Coup de folie avec Brad Gushue
Cette semaine, John cause avec un homme qui a vécu l’une des saisons de curling les plus réussies de mémoire récente : vice-champion au Brier, trois victoires de Grand Chelem, et le titre de Coupe Grand Chelem déjà en poche avant même que le dernier événement de la saison ne se conteste. Il a participé à 13 championnats Brier; il a gagné une médaille d’or aux Jeux Olympiques et, en vrai dur à cuire, c’est un des rares héros qui a une autoroute nommée en son honneur. Combien de personnes peuvent se vanter de ça?
Bienvenue à Coup de folie, une nouvelle série de Curling Canada où le comédien John Cullen s’entretient avec vos joueurs et joueuses favoris en vue de lancer une discussion où tous les coups sont permis. Chaque entretien consiste en huit questions, dont cinq questions régulières posées à chaque joueur ou joueuse, deux questions qui portent spécifiquement sur la personne interviewée, et une question qui aura été proposée par la personne interviewée précédemment.

▶ Objectif de l'exercice
Rédigez la suite du texte présentant la série Coup de folie, en reprenant après sa dernière phrase. Les données ci-après forment un ensemble indépendant du texte présentant la série Coup de folie.

▶ Données extraites
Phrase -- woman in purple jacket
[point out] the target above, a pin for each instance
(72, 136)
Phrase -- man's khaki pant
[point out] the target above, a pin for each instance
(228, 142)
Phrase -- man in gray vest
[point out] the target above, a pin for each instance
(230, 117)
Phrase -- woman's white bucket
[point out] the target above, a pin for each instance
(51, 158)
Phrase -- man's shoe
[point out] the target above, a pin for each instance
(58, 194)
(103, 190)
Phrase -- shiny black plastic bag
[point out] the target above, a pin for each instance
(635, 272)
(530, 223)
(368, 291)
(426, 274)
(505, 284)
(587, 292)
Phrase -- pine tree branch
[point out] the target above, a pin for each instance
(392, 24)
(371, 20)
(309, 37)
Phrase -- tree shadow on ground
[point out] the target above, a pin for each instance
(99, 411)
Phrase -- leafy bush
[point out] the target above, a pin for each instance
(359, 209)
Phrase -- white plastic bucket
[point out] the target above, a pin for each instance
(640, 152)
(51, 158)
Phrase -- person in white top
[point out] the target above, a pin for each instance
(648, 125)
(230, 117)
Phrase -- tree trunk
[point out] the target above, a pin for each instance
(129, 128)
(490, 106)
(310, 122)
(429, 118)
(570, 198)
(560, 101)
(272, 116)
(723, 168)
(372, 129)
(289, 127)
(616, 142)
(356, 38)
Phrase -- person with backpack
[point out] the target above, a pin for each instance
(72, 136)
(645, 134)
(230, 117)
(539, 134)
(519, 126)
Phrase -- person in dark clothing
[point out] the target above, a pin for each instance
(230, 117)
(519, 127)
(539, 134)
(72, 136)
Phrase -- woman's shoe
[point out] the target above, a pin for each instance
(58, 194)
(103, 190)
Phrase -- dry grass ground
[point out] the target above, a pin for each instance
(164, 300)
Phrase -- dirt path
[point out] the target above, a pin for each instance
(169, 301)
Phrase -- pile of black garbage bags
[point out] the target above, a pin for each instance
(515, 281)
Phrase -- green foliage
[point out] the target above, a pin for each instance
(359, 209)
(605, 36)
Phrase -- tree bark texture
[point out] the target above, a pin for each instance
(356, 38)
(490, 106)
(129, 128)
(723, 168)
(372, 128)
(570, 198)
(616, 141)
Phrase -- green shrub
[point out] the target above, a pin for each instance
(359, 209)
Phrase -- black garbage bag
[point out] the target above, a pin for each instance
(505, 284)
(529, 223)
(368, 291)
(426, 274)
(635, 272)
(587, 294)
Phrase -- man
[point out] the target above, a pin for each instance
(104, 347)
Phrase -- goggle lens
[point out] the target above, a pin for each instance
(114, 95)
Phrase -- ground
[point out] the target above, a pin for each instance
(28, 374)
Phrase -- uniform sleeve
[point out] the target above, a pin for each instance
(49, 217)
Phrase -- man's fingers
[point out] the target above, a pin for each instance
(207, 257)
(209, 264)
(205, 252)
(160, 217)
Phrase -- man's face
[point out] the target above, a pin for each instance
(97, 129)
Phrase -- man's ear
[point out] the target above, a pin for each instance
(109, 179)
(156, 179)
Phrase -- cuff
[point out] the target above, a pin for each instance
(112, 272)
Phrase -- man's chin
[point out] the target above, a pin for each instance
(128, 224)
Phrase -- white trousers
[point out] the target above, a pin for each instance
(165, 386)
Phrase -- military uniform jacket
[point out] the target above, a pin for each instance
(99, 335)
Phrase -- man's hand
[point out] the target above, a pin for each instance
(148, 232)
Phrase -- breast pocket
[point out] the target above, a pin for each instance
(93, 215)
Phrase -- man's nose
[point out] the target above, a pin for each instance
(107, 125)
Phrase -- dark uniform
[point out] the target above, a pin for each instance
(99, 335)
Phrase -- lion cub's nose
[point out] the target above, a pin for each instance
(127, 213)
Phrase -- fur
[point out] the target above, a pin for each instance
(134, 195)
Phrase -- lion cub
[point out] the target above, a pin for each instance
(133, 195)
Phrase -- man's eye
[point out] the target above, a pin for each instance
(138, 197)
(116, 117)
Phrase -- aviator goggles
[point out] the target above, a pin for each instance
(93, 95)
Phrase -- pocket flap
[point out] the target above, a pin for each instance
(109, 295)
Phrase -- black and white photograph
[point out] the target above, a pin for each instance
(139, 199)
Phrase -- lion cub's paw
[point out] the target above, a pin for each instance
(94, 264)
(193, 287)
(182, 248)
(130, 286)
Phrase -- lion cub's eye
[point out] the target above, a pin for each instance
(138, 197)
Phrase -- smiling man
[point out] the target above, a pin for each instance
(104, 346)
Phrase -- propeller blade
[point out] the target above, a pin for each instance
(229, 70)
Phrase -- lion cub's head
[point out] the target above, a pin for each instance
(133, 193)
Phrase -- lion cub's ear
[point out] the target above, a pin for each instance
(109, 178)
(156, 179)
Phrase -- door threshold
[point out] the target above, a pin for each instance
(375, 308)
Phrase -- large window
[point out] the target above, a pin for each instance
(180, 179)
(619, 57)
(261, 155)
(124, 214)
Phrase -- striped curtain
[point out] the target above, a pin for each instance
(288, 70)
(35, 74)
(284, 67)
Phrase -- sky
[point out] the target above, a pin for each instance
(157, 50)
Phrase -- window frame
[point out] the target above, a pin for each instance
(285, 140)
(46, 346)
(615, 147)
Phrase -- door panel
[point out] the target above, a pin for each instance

▶ Réponse attendue
1. Quel est le plus beau coup auquel tu aies jamais participé?
Brad Gushue : Je crois que ce devrait être celui du Brier de l’an dernier, contre Kevin Koe. C’était vers la fin d’une longue semaine de compétition, et nous avons réussi un…je ne sais même pas comment décrire le coup. Une espèce de double sortie à contournement (rire) pour signer la victoire. C’était énorme de notre perspective, puisque du coup, nous avions éliminé Kevin de la compétition, et c’était un des compétiteurs en lice, donc c’était vraiment énorme.
John Cullen: Ce coup a été tellement intéressant, dans le contexte de ces conséquences. Je me souviens de l’expression que portait Équipe Koe au visage, un mélange de déception mais en même temps un vrai respect pour le tir que tu venais de réussir.
BG: Je pense qu’il y avait une bonne dose de choc aussi. Nous autres, nous étions sidérés. Très peu de monde aurait anticipé le succès d’une telle tentative.
JC: En fait, avec du recul, on pourrait dire que le lancer s’est déroulé relativement sans soucis.
BG: Oui, cela m’a surpris aussi. Je ne mets pas une force énorme à mes lancers, mais en fin de compte cette pierre, elle avait de l’élan. Certainement, un coup mémorable, très difficile, et à vrai dire, nous nous sentions que nous avions laissé échapper le match. Nous avions bien joué, mais nous avons eu un 10ème bout minable, et nous pensions que nous avions perdu l’affaire. Mais nous avons réussi ce coup-là et rétrospectivement, quand on voit l’excitation et aussi le choc à nos visages, c’est un très beau souvenir.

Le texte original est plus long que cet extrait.